§ INFORMATION PROVIDED:
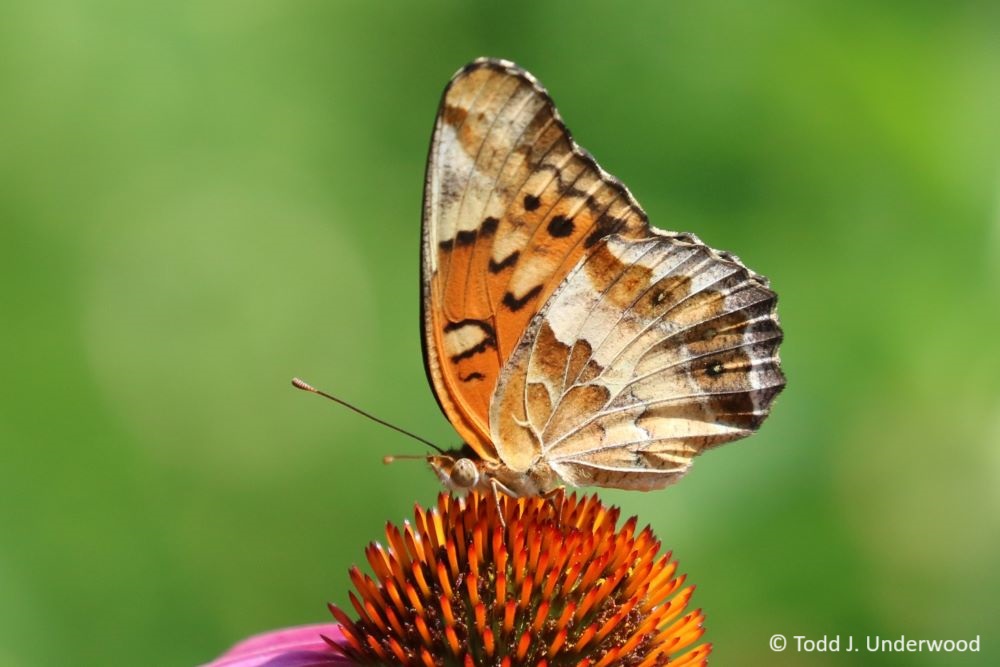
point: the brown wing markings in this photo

...

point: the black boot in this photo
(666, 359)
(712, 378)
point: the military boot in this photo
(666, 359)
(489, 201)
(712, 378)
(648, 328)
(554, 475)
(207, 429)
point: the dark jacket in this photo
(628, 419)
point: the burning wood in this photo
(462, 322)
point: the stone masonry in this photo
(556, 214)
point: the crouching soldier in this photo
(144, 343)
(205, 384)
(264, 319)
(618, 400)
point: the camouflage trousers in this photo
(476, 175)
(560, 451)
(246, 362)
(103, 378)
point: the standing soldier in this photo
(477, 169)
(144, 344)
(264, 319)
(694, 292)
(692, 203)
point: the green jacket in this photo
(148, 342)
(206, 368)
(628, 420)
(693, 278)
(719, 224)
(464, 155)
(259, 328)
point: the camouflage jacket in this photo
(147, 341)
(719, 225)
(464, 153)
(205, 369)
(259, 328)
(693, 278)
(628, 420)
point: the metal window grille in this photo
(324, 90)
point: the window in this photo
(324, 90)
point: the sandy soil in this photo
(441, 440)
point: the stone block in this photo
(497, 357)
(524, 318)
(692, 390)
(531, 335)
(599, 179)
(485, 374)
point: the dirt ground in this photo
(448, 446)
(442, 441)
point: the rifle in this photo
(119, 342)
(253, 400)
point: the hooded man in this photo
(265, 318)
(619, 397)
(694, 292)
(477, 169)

---

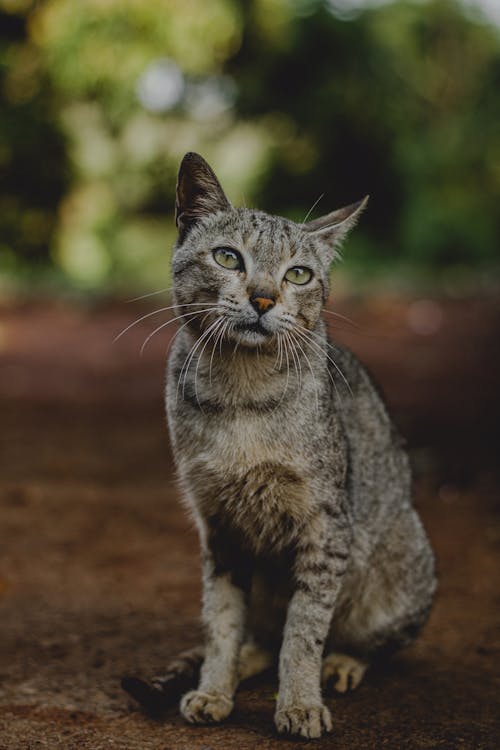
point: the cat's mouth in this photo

§ DESCRIPTION OF THE TASK: Tally the rows above that contain the string "camouflage", matching uppercase and lowercase exactly. Give only the number.

§ THE ANSWER: 2